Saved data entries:

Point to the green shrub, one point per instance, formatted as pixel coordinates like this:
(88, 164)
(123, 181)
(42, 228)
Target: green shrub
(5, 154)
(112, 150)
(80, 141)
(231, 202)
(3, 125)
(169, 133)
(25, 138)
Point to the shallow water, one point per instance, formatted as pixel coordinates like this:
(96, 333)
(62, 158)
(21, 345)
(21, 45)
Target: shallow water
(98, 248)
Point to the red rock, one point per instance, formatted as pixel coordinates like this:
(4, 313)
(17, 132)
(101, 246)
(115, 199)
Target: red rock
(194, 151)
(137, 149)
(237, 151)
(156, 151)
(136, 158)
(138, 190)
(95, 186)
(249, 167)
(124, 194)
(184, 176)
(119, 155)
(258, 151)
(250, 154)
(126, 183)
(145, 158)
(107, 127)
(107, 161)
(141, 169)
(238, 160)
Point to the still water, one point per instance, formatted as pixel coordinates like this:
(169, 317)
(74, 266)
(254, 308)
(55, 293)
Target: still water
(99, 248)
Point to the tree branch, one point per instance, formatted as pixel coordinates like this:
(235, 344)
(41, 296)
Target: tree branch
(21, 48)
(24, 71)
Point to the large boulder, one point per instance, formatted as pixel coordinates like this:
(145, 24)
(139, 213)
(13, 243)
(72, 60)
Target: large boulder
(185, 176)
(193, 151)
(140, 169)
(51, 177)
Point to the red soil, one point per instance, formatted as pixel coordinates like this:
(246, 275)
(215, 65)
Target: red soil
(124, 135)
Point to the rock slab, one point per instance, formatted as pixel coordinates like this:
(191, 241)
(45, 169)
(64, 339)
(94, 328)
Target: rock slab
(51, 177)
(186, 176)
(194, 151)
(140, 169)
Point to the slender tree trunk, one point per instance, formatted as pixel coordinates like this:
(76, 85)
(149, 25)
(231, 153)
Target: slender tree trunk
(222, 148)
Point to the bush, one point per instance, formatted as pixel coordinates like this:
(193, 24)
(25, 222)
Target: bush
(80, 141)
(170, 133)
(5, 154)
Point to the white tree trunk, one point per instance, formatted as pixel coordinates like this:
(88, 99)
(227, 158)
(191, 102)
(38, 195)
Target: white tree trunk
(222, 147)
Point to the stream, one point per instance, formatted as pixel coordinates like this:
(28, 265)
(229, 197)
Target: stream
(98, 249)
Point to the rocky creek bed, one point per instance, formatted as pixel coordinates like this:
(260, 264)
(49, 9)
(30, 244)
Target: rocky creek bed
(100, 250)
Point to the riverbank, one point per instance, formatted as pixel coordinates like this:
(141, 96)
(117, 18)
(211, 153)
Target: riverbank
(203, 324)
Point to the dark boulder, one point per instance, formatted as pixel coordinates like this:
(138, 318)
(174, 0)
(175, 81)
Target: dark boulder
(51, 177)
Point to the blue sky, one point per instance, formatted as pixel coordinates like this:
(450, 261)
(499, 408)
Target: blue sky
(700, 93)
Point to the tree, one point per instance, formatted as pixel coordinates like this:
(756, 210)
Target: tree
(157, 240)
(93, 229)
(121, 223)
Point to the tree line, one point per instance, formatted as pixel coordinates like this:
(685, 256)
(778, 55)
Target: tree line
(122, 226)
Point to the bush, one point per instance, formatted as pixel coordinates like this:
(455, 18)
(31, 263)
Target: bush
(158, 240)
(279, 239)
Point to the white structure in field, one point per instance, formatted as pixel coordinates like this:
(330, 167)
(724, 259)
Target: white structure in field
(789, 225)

Task directions:
Print all the entries exactly as written.

Answer section:
Point to the green shrub, one point per instance, formatted as pixel coordinates like this:
(88, 164)
(123, 181)
(42, 228)
Target: green shrub
(5, 154)
(112, 150)
(80, 141)
(231, 202)
(3, 125)
(169, 133)
(25, 138)
Point to the shallow water, one point per instance, formatted as pixel coordinates like this:
(96, 333)
(62, 158)
(21, 345)
(21, 45)
Target: shallow water
(98, 248)
Point to the red rock, one point per instance, formatted as pixel coordinates like this:
(4, 313)
(17, 132)
(101, 246)
(115, 199)
Target: red rock
(194, 151)
(137, 149)
(237, 151)
(156, 151)
(136, 158)
(138, 190)
(95, 186)
(249, 167)
(124, 194)
(184, 176)
(119, 155)
(258, 151)
(250, 154)
(126, 183)
(145, 158)
(107, 127)
(107, 161)
(141, 169)
(238, 160)
Point to the still water, one point per instance, formatted as pixel coordinates like this:
(169, 317)
(74, 266)
(254, 308)
(55, 293)
Target: still water
(99, 248)
Point to the tree branch, one point per instance, formatted as pixel coordinates like this:
(235, 344)
(41, 296)
Target: tree branch
(21, 48)
(24, 71)
Point to the large boulder, one point per instance, formatted as pixel coordinates like this:
(145, 24)
(139, 213)
(13, 243)
(72, 60)
Target: large boulder
(185, 176)
(193, 151)
(140, 169)
(51, 177)
Point to the red soil, one point per instance, formatted as pixel coordinates like this:
(246, 275)
(215, 65)
Target: red soil
(124, 135)
Point to the rock slab, one point per instance, formatted as pixel coordinates like this:
(191, 241)
(45, 169)
(64, 339)
(94, 328)
Target: rock slab
(51, 177)
(186, 176)
(194, 151)
(140, 169)
Point to the slender tree trunk, one point per instance, formatted as pixel coordinates like this:
(76, 85)
(149, 25)
(231, 153)
Target: slender tree trunk
(222, 148)
Point to the bush, one point per instance, formatted as pixel coordinates like this:
(193, 24)
(25, 222)
Target: bush
(80, 141)
(170, 133)
(5, 154)
Point to the white tree trunk, one point per instance, formatted as pixel coordinates like this:
(88, 99)
(227, 158)
(191, 102)
(38, 195)
Target: white tree trunk
(222, 147)
Point to the stream, one point per instance, formatted as pixel coordinates like this:
(28, 265)
(229, 197)
Target: stream
(98, 249)
Point to the rocky creek bed, one point per instance, formatted as pixel coordinates like this:
(260, 264)
(49, 9)
(30, 244)
Target: rocky creek bed
(100, 250)
Point to the riverbank, one point per instance, formatted as pixel coordinates like this:
(141, 96)
(117, 18)
(211, 153)
Target: riverbank
(203, 324)
Point to the dark boulder, one point per instance, formatted as pixel coordinates like this:
(138, 318)
(174, 0)
(175, 81)
Target: dark boulder
(51, 177)
Point to the blue sky, one point per instance, formatted as pixel coordinates like this:
(450, 261)
(499, 408)
Target: blue sky
(700, 93)
Point to the tree, one point per instance, formatted as pixel coordinates like this:
(756, 210)
Target: tree
(157, 240)
(93, 229)
(121, 223)
Point to the tree line, one point per instance, formatted as pixel coordinates like this:
(685, 256)
(778, 55)
Target: tree line
(122, 226)
Point to the bush, one point per instance, formatted as pixel coordinates like this:
(455, 18)
(31, 263)
Target: bush
(158, 240)
(279, 239)
Point to the white structure in field, one point per instance, formatted as pixel coordinates like this:
(330, 167)
(724, 259)
Target: white structure in field
(789, 225)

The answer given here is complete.